- [What is being asked] An exact copy of the whole listing is required.

- [Recorded data]
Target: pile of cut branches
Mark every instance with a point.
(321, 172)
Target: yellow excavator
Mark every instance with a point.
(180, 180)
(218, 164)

- [Solution below]
Target: pile of cut branches
Mark every instance with a point.
(321, 172)
Target: yellow excavator
Mark every instance with a point.
(180, 180)
(218, 164)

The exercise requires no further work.